*PROBLEM*. Reproduce the listing below with every occurrence of "roost-count tally" swapped for "inventory audit" and all other text left unchanged. Omit the pictures from your output.

start INPUT ROWS

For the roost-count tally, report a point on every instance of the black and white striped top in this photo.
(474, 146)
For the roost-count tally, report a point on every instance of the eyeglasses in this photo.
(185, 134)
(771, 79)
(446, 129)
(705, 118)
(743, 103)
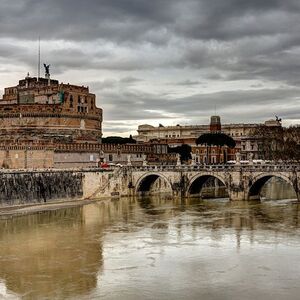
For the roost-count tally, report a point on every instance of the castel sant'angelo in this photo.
(48, 124)
(40, 117)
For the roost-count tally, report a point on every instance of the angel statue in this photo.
(47, 71)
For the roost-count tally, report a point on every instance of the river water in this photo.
(154, 248)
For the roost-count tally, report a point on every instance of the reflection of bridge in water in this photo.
(241, 182)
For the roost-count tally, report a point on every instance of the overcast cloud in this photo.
(162, 61)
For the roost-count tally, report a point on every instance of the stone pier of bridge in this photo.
(241, 182)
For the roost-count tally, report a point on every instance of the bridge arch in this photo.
(146, 182)
(256, 185)
(197, 182)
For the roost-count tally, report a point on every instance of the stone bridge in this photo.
(242, 182)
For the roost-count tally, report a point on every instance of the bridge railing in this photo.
(218, 168)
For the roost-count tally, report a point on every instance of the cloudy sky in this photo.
(162, 61)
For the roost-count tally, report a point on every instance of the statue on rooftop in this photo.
(47, 70)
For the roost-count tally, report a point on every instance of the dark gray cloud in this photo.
(151, 60)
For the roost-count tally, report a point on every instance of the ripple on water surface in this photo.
(153, 248)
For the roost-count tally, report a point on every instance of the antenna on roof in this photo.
(39, 59)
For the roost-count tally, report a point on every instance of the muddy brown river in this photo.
(154, 248)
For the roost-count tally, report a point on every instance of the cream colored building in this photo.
(179, 134)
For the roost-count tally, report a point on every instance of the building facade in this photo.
(243, 134)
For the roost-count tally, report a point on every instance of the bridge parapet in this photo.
(224, 168)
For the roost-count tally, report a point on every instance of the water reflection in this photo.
(154, 248)
(50, 255)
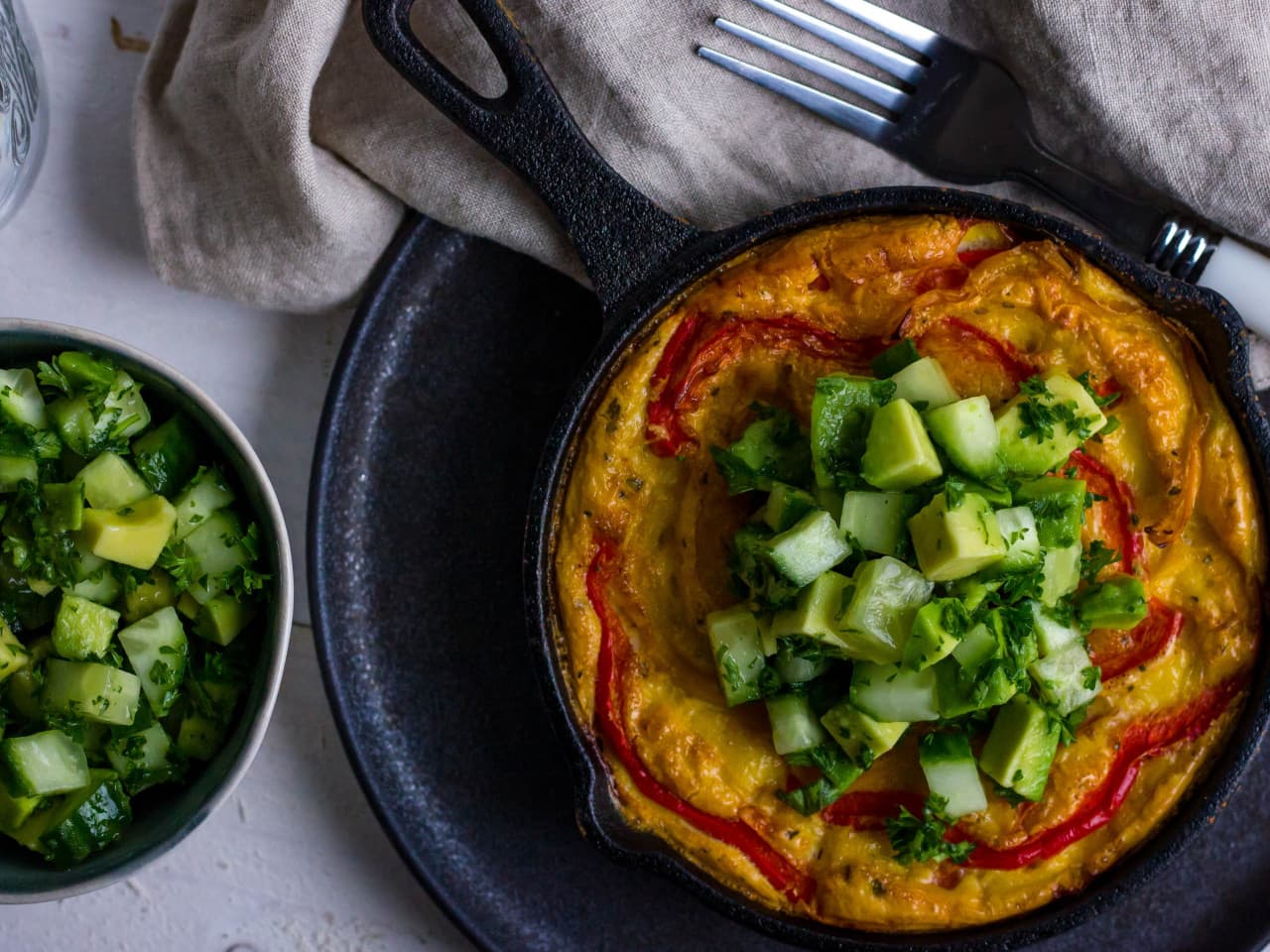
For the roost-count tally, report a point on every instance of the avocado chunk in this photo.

end INPUT ROWS

*EXERCISE RESULT*.
For the inventory audit, report a point on every instance of the black and white striped top in this photo.
(474, 146)
For the inventory audit, report a point on every instance of the eyeglasses in this photo.
(185, 134)
(771, 79)
(446, 129)
(705, 118)
(743, 103)
For the inventory audit, report a point on every instance of the castel sant'angelo in this photo.
(48, 124)
(40, 117)
For the inventory audit, report a point on every instance of the angel statue in this photo.
(47, 71)
For the inventory audit, report a point on every instance of the river water in this photo.
(154, 248)
For the inventory audit, report a point on every instance of the reflection of bridge in water in this photo.
(241, 182)
For the inventory audit, report a point on every instance of the overcast cloud in this photo.
(162, 61)
For the inventory audit, report a point on every instance of the stone pier of bridge in this photo.
(241, 182)
For the inventory audit, report a point on every instance of the bridge arch in this photo.
(146, 182)
(256, 185)
(197, 182)
For the inventory audit, report a point on every instance of the stone bridge in this photo.
(242, 182)
For the inventory audit, report a point on every instance of the bridge railing in this photo.
(218, 168)
For the inventory audit, report a point on every instance of the cloudy sky in this photo.
(162, 61)
For the inventory audit, report a point on every instance of the statue on rooftop in this photo.
(47, 70)
For the inventory audit, report a point on every instance of the dark gray cloud in this photo.
(151, 60)
For the inventory audit, report a point on every instance of the ripple on water surface in this photo.
(153, 248)
For the inventory audit, report a point on every instance of the antenna on roof in this photo.
(39, 59)
For the inventory audit, report a point on every instance of the muddy brown river in this photo.
(154, 248)
For the inventory audit, report a point on every instance of the cream colored building in this photo.
(179, 134)
For the inventory audit, report a point on every instance of the building facade in this photo.
(243, 134)
For the inventory audit, report a point on every instance of the bridge parapet in this photo.
(224, 168)
For the inventory audit, report a point on every instance of the water reflection in this photo.
(154, 248)
(50, 255)
For the inventory audit, report a point on every instance of the avocado chunk in this photo.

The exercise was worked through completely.